- _Directions for this task_
Repeat the records exactly. Leave out the pictures.
Top of Material provided
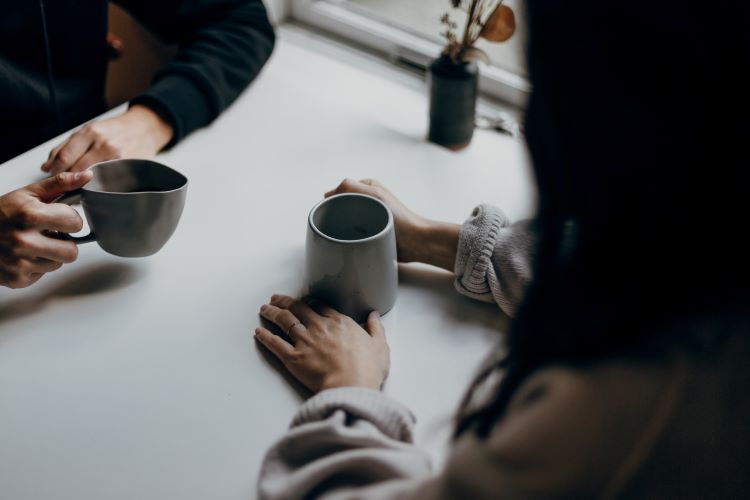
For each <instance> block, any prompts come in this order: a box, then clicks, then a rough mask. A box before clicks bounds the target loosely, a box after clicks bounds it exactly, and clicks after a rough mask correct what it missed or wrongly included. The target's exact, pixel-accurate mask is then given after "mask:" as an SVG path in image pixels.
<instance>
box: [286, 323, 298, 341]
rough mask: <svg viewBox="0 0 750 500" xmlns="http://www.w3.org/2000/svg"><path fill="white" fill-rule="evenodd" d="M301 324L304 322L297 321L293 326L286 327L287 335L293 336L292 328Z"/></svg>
mask: <svg viewBox="0 0 750 500" xmlns="http://www.w3.org/2000/svg"><path fill="white" fill-rule="evenodd" d="M301 324H302V322H301V321H295V322H294V323H292V324H291V326H290V327H289V328H287V329H286V336H287V337H290V336H291V332H292V328H294V327H295V326H297V325H301Z"/></svg>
Bottom of Material provided
- _Result_
For each <instance> block, any prompts come in this order: a box, then clicks, then a rough mask. A box before clicks bounds the target loosely, a box after clicks bounds it exactly, and clicks after a rough mask correct what it missed or wrongly included. The target's exact, pixel-accurate mask is then given after "mask:" as an SVG path in image pixels.
<instance>
box: [286, 323, 298, 341]
rough mask: <svg viewBox="0 0 750 500" xmlns="http://www.w3.org/2000/svg"><path fill="white" fill-rule="evenodd" d="M301 324L304 322L297 321L293 326L286 327L287 335L293 336L292 328Z"/></svg>
mask: <svg viewBox="0 0 750 500" xmlns="http://www.w3.org/2000/svg"><path fill="white" fill-rule="evenodd" d="M301 324H302V322H301V321H295V322H294V323H292V324H291V326H290V327H289V328H287V329H286V336H287V337H290V336H291V332H292V328H294V327H295V326H297V325H301Z"/></svg>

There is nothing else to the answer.